## BEGIN DATA LINES

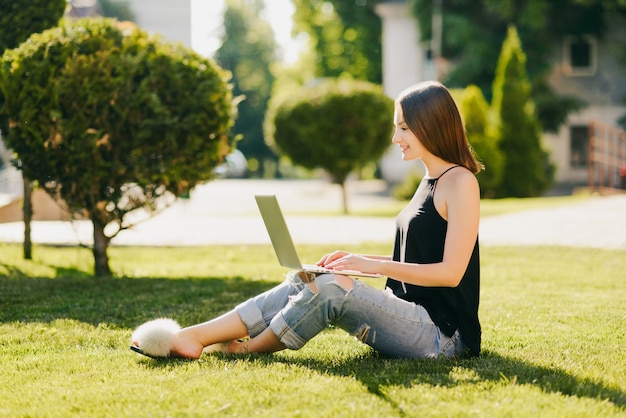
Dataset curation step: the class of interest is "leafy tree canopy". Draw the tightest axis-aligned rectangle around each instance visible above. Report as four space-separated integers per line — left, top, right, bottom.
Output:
0 0 66 53
293 0 382 84
410 0 626 131
266 79 393 211
215 0 276 175
0 19 234 274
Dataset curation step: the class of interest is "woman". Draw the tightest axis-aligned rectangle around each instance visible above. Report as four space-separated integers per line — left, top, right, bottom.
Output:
131 82 481 358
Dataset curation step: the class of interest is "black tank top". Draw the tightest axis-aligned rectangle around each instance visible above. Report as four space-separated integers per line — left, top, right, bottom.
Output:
387 166 481 356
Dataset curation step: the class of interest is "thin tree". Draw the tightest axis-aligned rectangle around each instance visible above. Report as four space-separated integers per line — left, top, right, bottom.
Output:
0 0 66 260
215 0 277 177
265 79 393 213
0 19 234 276
492 26 554 197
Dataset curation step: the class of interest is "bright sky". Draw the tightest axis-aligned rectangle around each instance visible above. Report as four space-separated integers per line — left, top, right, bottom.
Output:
191 0 299 62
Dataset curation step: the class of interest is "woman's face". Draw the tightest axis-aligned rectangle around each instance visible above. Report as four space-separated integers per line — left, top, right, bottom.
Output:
391 104 426 161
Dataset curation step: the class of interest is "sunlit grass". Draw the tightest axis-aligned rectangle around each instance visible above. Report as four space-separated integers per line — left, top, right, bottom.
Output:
0 244 626 417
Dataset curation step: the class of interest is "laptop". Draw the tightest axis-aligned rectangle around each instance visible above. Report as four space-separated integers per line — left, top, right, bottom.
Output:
254 195 382 278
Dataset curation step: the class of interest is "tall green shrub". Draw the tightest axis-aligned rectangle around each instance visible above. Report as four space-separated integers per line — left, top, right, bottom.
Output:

## END DATA LINES

Can you copy every line of the records above word for word, leaving out the pictures?

Dataset curation step: the class of interest is "leafy tree canopy". Draw the tightest axis-aligned rectangle around each instance visible above. Report as four space-separated integers per line — left, top, right, bottom.
Output:
0 0 66 53
293 0 382 84
410 0 626 131
266 79 393 211
215 0 276 175
0 19 234 274
Dataset curation step: the class of interest is "woman". Draw the tightest axis-aligned rectangle around each instance visible above. Report as four space-separated integers per line — left, top, right, bottom.
Output:
131 82 481 358
Dataset curation step: the class of interest is "black tank top". Draw the tightest axis-aligned rectangle around each instance visible above. Report as four space-separated integers per line — left, top, right, bottom.
Output:
387 166 481 356
Dataset curation step: the class of interest is "thin tree". Draw the tightest axis-aligned rectangle around each instance visible above. Report as four space-separated integers per line — left, top, right, bottom.
Output:
0 0 66 260
215 0 277 177
265 79 393 213
0 19 234 276
492 26 554 197
Dataset curation step: the class of interest is "bright sky". Draw the tightest axis-aligned rectangle around each instance visible above. Report as four space-separated integers per line — left, top, right, bottom.
Output:
191 0 299 62
Dataset curation step: the class of interest is "woman's face". Draw the tightest axis-aligned rectangle around each instance visible above. Report as four space-separated integers per line — left, top, right, bottom.
Output:
391 104 426 161
Dataset curation step: the class of interest is "sunlit grass". Draw the tightest axis-aligned rectangle around each instance visible above. Report as four space-separated integers per line — left, top, right, bottom.
Output:
0 244 626 417
Dataset curation step: the class of interest is "laptop". Draw the tightest axis-aligned rectangle around each instance visible above. Report as four space-separated integers per line — left, top, right, bottom.
Output:
254 195 382 278
Dataset curation step: the class of interest is "tall green shrub". Draw the tightest axis-aligned rectangle around each instance visible above. Report as four space-separated integers per line — left, top, right, bottom.
Output:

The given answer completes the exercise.